Could you return each line of the material that has "below" in it?

** Input records **
--------------------------------------------------

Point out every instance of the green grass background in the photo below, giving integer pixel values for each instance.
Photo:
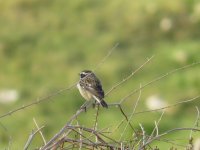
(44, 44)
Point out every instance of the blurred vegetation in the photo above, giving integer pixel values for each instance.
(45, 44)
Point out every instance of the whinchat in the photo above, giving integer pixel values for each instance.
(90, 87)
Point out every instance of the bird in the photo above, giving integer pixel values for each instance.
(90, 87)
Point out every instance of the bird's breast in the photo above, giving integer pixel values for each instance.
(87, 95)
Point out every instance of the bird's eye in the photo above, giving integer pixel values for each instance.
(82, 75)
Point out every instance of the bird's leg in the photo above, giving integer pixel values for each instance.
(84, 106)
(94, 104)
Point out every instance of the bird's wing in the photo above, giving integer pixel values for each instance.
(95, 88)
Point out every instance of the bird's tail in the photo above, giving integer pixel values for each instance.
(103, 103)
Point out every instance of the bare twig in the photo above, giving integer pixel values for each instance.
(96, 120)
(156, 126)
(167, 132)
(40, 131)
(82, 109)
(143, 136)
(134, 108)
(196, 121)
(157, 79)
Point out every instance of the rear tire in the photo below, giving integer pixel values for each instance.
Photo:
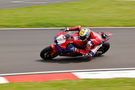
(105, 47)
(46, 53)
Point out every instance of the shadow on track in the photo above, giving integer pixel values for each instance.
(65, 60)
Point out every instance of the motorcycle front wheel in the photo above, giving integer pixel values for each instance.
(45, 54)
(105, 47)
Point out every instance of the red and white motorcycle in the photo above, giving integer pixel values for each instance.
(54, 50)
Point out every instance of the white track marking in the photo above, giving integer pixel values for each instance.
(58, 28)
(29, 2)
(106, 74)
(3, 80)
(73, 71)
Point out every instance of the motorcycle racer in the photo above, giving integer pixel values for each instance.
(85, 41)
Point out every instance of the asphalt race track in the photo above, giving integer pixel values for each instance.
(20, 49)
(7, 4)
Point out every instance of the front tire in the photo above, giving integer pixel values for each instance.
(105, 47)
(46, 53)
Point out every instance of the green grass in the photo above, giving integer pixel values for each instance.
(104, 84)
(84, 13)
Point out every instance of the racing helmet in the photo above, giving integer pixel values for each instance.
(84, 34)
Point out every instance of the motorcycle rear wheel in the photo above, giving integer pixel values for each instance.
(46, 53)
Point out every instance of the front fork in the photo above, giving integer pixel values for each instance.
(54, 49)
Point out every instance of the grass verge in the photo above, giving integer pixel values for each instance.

--------------------------------------------------

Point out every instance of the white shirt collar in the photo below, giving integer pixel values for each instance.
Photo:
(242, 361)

--------------------------------------------------

** Answer for this exercise **
Point out every instance of the green grass background in the photo below, giving integer pixel values for each instance.
Point out every instance of the rear tire in the photo below, giving integer pixel values for each instance.
Point out every instance of the white shirt collar in the photo below, giving integer pixel values for each instance.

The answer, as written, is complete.